AIM OF THE TASK. Extract verbatim every line from the one containing "Crossing-audit request: pin the man in" to the final line of the records below, inclusive, and exclude all pictures.

——

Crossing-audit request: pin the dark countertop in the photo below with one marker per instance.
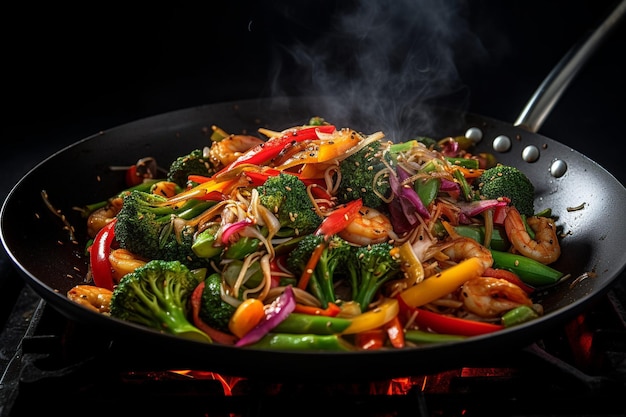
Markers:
(82, 72)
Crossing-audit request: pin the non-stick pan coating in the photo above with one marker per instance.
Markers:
(40, 246)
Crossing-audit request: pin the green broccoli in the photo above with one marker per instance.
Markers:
(152, 230)
(369, 268)
(156, 295)
(510, 182)
(358, 176)
(214, 311)
(330, 264)
(286, 196)
(194, 163)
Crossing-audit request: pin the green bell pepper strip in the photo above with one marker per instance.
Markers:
(421, 336)
(518, 315)
(243, 247)
(530, 271)
(302, 342)
(299, 323)
(466, 189)
(464, 162)
(427, 189)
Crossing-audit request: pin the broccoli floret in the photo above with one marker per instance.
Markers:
(152, 230)
(214, 311)
(510, 182)
(286, 196)
(369, 268)
(156, 295)
(329, 266)
(358, 176)
(194, 163)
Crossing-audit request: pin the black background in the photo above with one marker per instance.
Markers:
(71, 72)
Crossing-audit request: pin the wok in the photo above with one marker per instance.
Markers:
(40, 247)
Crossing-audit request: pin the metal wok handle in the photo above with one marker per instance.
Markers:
(553, 86)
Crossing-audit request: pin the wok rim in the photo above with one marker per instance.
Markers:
(519, 336)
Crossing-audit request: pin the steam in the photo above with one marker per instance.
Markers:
(379, 59)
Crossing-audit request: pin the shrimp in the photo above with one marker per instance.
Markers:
(370, 226)
(464, 248)
(123, 262)
(225, 151)
(489, 297)
(94, 298)
(544, 248)
(100, 217)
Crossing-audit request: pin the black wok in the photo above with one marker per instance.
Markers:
(40, 246)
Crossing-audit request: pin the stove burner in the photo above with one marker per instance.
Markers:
(579, 371)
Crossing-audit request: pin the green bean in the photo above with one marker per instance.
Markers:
(530, 271)
(420, 336)
(518, 315)
(308, 323)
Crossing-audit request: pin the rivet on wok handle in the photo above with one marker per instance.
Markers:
(530, 153)
(474, 134)
(502, 143)
(558, 168)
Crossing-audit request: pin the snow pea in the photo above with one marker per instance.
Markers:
(307, 323)
(530, 271)
(302, 342)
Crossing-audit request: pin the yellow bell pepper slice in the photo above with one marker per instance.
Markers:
(448, 280)
(247, 315)
(341, 141)
(380, 315)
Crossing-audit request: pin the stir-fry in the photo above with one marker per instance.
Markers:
(321, 238)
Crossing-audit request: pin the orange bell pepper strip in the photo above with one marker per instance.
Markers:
(247, 315)
(339, 144)
(448, 280)
(215, 335)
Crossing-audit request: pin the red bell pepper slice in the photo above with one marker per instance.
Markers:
(339, 218)
(215, 335)
(266, 151)
(446, 324)
(509, 276)
(395, 332)
(331, 311)
(373, 339)
(99, 253)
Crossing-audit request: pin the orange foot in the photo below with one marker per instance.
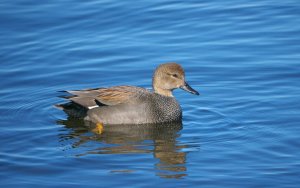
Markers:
(99, 128)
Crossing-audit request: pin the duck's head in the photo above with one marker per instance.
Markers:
(170, 76)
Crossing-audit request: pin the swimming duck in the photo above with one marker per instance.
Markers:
(131, 104)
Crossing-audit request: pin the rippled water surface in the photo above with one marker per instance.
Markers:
(242, 56)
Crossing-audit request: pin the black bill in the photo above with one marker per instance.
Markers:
(188, 88)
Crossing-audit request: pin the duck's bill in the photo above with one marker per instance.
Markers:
(189, 89)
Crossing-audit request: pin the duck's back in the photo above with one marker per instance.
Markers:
(144, 108)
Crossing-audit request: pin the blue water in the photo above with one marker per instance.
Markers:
(242, 56)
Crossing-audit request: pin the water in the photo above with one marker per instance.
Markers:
(243, 57)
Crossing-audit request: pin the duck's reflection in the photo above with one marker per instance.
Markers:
(161, 140)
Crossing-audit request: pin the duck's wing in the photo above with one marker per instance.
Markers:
(92, 98)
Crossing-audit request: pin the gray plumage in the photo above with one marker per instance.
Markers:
(130, 104)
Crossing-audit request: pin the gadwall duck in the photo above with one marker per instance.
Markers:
(133, 105)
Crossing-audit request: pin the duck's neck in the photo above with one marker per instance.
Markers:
(165, 92)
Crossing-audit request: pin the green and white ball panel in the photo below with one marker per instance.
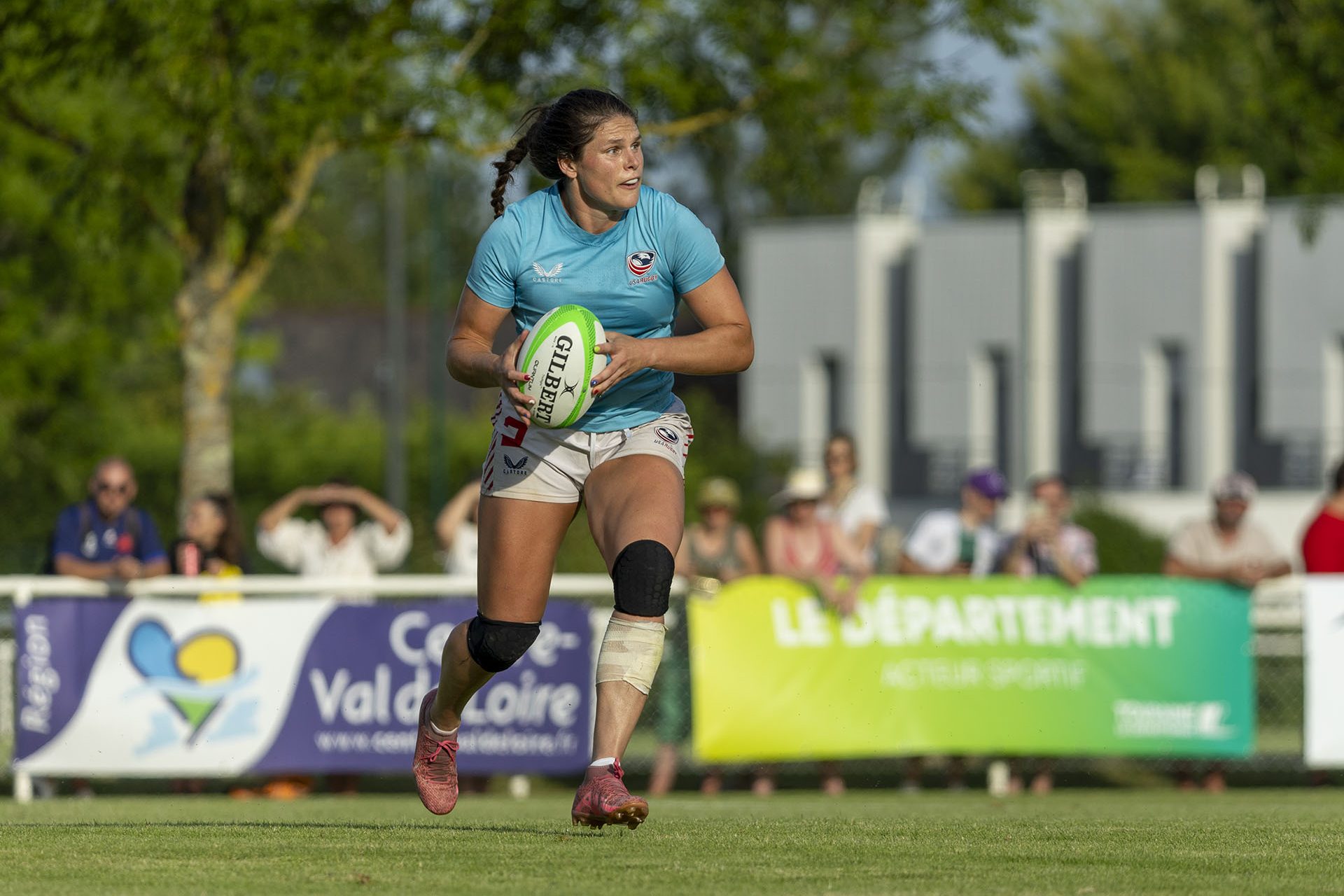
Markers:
(558, 355)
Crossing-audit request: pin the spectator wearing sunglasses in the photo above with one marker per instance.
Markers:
(106, 536)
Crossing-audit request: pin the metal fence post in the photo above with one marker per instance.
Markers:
(22, 780)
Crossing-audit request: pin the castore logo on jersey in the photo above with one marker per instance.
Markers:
(545, 276)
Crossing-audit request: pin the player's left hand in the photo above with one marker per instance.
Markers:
(625, 355)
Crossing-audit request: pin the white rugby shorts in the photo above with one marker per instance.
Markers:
(537, 464)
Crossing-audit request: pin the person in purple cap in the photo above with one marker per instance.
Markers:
(953, 542)
(960, 542)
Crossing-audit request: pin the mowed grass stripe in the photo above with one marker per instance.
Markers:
(1265, 841)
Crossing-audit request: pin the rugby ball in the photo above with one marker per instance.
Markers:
(558, 355)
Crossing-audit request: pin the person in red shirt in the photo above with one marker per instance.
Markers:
(1323, 546)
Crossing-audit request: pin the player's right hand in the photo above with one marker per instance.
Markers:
(510, 378)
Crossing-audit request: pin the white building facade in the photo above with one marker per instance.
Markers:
(1136, 348)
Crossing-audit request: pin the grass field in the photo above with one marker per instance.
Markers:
(1250, 843)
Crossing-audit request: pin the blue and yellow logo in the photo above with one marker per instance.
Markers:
(192, 675)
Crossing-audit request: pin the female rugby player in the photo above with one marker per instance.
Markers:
(603, 239)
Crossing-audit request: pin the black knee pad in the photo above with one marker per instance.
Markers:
(495, 645)
(643, 577)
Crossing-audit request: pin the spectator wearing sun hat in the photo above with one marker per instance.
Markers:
(960, 542)
(956, 542)
(802, 545)
(718, 548)
(1226, 546)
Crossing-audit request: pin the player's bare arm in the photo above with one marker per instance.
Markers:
(724, 346)
(470, 351)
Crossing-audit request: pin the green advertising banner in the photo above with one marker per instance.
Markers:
(1006, 666)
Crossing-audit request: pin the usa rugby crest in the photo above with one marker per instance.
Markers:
(641, 262)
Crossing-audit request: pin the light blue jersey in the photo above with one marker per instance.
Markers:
(631, 277)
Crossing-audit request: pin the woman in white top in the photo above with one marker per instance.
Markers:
(857, 510)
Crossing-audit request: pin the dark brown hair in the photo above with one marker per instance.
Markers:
(230, 547)
(556, 131)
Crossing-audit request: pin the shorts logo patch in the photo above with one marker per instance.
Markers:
(667, 437)
(641, 262)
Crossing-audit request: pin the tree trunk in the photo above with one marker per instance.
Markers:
(209, 332)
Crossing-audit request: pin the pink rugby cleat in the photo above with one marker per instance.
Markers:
(603, 799)
(436, 764)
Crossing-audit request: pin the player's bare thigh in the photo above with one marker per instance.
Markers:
(635, 498)
(518, 545)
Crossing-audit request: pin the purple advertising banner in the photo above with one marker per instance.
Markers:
(369, 666)
(167, 687)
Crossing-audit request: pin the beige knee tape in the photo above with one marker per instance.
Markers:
(631, 652)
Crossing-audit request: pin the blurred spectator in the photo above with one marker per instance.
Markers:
(211, 543)
(1323, 546)
(960, 542)
(1050, 543)
(800, 545)
(337, 545)
(858, 510)
(1226, 547)
(106, 536)
(717, 547)
(456, 530)
(211, 539)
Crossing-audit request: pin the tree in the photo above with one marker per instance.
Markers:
(1144, 96)
(203, 124)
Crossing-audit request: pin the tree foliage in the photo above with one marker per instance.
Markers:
(159, 155)
(1145, 94)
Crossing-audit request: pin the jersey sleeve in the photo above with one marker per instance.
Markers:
(692, 250)
(491, 274)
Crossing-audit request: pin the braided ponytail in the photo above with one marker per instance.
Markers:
(556, 131)
(512, 159)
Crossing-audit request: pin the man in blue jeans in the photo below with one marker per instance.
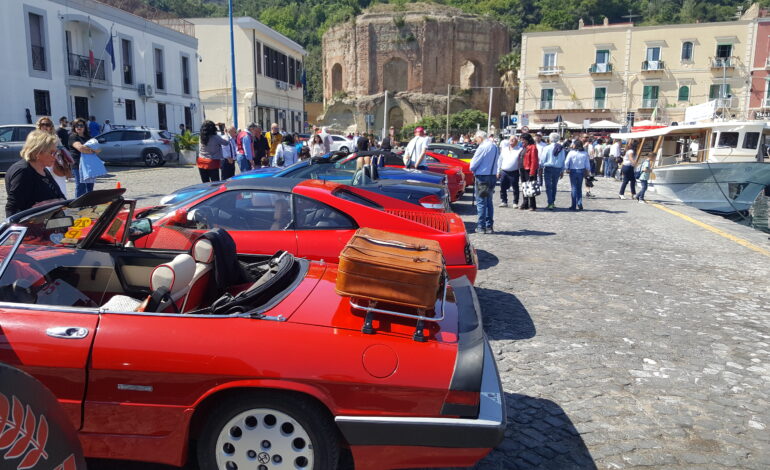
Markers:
(484, 168)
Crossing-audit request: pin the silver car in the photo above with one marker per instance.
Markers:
(152, 146)
(12, 139)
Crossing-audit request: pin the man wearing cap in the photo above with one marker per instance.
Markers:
(484, 168)
(415, 149)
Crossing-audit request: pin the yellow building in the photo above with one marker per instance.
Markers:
(606, 72)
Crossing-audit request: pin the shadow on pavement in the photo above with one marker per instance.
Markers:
(505, 317)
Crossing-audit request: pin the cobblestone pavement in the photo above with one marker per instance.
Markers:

——

WRITTEN ANSWER.
Crossing-audit request: pin the man in blue jeans in the photo below with one marker per instance.
Markers:
(484, 168)
Crossing-audit request: pin the silver car in the photo above with one marker per instance.
Markers:
(152, 146)
(12, 139)
Crossing-audit request: pin the man wearing cap in the photo above with one marker per instance.
Markers:
(484, 168)
(415, 149)
Crossing-audit request: pin the yellow building in the photo above with one marker per instance.
Markers:
(606, 72)
Crossing-audit request: pin the shadow on pavement in the photo above with one marker per instance.
Markers:
(505, 317)
Crossing-audit request: pin the cobblestone pavement in the photo above with one marker per instance.
Markers:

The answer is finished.